### Problem to work on
Restate the records below word for word, and omit the images they hold.

#####

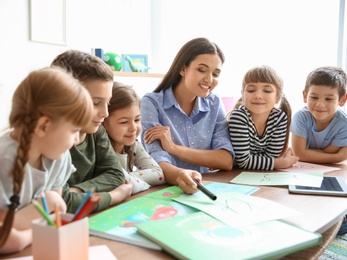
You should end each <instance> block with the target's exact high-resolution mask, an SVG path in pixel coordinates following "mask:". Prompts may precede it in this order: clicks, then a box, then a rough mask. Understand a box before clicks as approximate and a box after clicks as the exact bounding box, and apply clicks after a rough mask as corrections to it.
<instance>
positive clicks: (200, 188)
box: [192, 178, 217, 200]
mask: <svg viewBox="0 0 347 260" xmlns="http://www.w3.org/2000/svg"><path fill="white" fill-rule="evenodd" d="M192 179H193V181H194V182H195V183H196V185H198V189H199V190H200V191H201V192H202V193H204V194H205V195H206V196H207V197H209V198H210V199H211V200H216V199H217V196H216V195H214V194H213V193H212V192H210V191H209V190H208V189H206V188H205V186H204V185H202V184H201V183H200V182H198V181H197V180H195V179H194V178H192Z"/></svg>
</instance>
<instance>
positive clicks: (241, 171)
mask: <svg viewBox="0 0 347 260" xmlns="http://www.w3.org/2000/svg"><path fill="white" fill-rule="evenodd" d="M329 166H332V167H337V168H340V169H341V170H337V171H332V172H327V173H325V175H337V176H341V177H342V178H343V179H344V181H345V182H347V161H345V162H343V163H340V164H333V165H329ZM242 171H243V170H241V169H233V170H232V171H221V172H216V173H208V174H204V175H203V180H204V181H215V182H229V181H230V180H231V179H233V178H234V177H236V176H237V175H238V174H239V173H240V172H242ZM247 171H249V170H247ZM167 186H168V185H160V186H157V187H152V188H150V189H149V190H147V191H144V192H141V193H138V194H135V195H133V196H131V197H130V198H128V199H127V200H126V201H128V200H131V199H134V198H137V197H140V196H142V195H144V194H147V193H149V192H153V191H156V190H159V189H162V188H165V187H167ZM252 186H254V185H252ZM252 195H254V196H259V197H262V198H266V199H270V200H272V201H275V202H278V203H281V204H283V205H286V206H288V207H291V208H293V209H296V210H298V211H300V212H302V214H301V215H299V216H294V217H290V218H286V219H284V220H285V221H287V222H289V223H292V224H294V225H297V226H300V227H302V228H305V229H307V230H309V231H316V232H319V233H323V232H325V231H326V230H328V229H329V228H330V227H332V226H333V225H334V224H335V223H337V222H338V221H339V220H340V219H341V218H342V217H343V216H344V215H346V213H347V200H346V198H345V197H333V196H321V195H300V194H290V193H289V192H288V187H287V186H278V187H270V186H260V189H259V190H258V191H257V192H255V193H253V194H252ZM96 214H97V213H96ZM90 245H107V246H108V247H109V248H110V249H111V251H112V252H113V254H114V255H115V256H116V257H117V258H118V259H173V257H172V256H170V255H169V254H167V253H165V252H163V251H156V250H151V249H147V248H143V247H138V246H134V245H129V244H125V243H121V242H116V241H112V240H108V239H103V238H99V237H94V236H90ZM27 255H31V246H29V247H27V248H25V249H24V250H23V251H21V252H19V253H16V254H11V255H8V256H0V259H10V258H14V257H20V256H27Z"/></svg>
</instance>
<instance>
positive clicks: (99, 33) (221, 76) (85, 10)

#####

### Solution to this exercise
You should end each <instance> block with the target's exact high-resolution mask, an SVG path in pixel coordinates following "mask:". Prompts may precede it in this order: clicks, then a box, then a rough mask. Understand a box before clicks as approximate and a box after clicks as the exact bounding box, and apply clicks after a rough mask as corrections to it.
<instance>
positive clicks: (200, 188)
box: [192, 178, 217, 200]
mask: <svg viewBox="0 0 347 260" xmlns="http://www.w3.org/2000/svg"><path fill="white" fill-rule="evenodd" d="M192 179H193V181H194V182H195V183H196V185H198V189H199V190H200V191H201V192H202V193H204V194H205V195H206V196H207V197H209V198H210V199H211V200H216V199H217V196H216V195H214V194H213V193H212V192H210V191H209V190H208V189H206V188H205V186H204V185H202V184H201V183H200V182H198V181H197V180H195V179H194V178H192Z"/></svg>
</instance>
<instance>
positive clicks: (241, 171)
mask: <svg viewBox="0 0 347 260" xmlns="http://www.w3.org/2000/svg"><path fill="white" fill-rule="evenodd" d="M329 166H332V167H337V168H340V169H341V170H337V171H332V172H327V173H325V175H337V176H341V177H342V178H343V179H344V181H345V182H347V161H345V162H343V163H340V164H333V165H329ZM242 171H243V170H241V169H233V170H232V171H221V172H216V173H208V174H204V175H203V180H204V181H215V182H229V181H230V180H231V179H233V178H234V177H236V176H237V175H238V174H239V173H240V172H242ZM247 171H249V170H247ZM167 186H168V185H160V186H157V187H152V188H150V189H149V190H147V191H144V192H141V193H138V194H135V195H133V196H131V197H130V198H128V199H127V200H126V201H128V200H131V199H134V198H137V197H140V196H142V195H144V194H147V193H149V192H153V191H156V190H159V189H162V188H165V187H167ZM252 186H254V185H252ZM252 195H254V196H259V197H262V198H266V199H270V200H272V201H275V202H278V203H281V204H283V205H286V206H288V207H291V208H293V209H296V210H298V211H300V212H302V214H301V215H299V216H294V217H290V218H286V219H284V220H285V221H287V222H289V223H292V224H294V225H297V226H300V227H302V228H305V229H307V230H309V231H316V232H319V233H323V232H325V231H326V230H328V229H329V228H330V227H332V226H333V225H334V224H335V223H337V222H338V221H339V220H340V219H341V218H342V217H343V216H344V215H346V213H347V200H346V198H345V197H333V196H321V195H300V194H290V193H289V192H288V187H287V186H278V187H270V186H260V189H259V190H258V191H257V192H255V193H253V194H252ZM96 214H97V213H96ZM90 245H107V246H108V247H109V248H110V249H111V251H112V252H113V254H114V255H115V256H116V257H117V258H118V259H173V257H172V256H170V255H169V254H167V253H165V252H163V251H156V250H151V249H147V248H143V247H138V246H134V245H129V244H125V243H121V242H116V241H112V240H108V239H103V238H99V237H94V236H90ZM27 255H31V246H29V247H27V248H25V249H24V250H23V251H21V252H19V253H16V254H11V255H8V256H0V259H10V258H14V257H20V256H27Z"/></svg>
</instance>
<instance>
positive clicks: (99, 33) (221, 76) (85, 10)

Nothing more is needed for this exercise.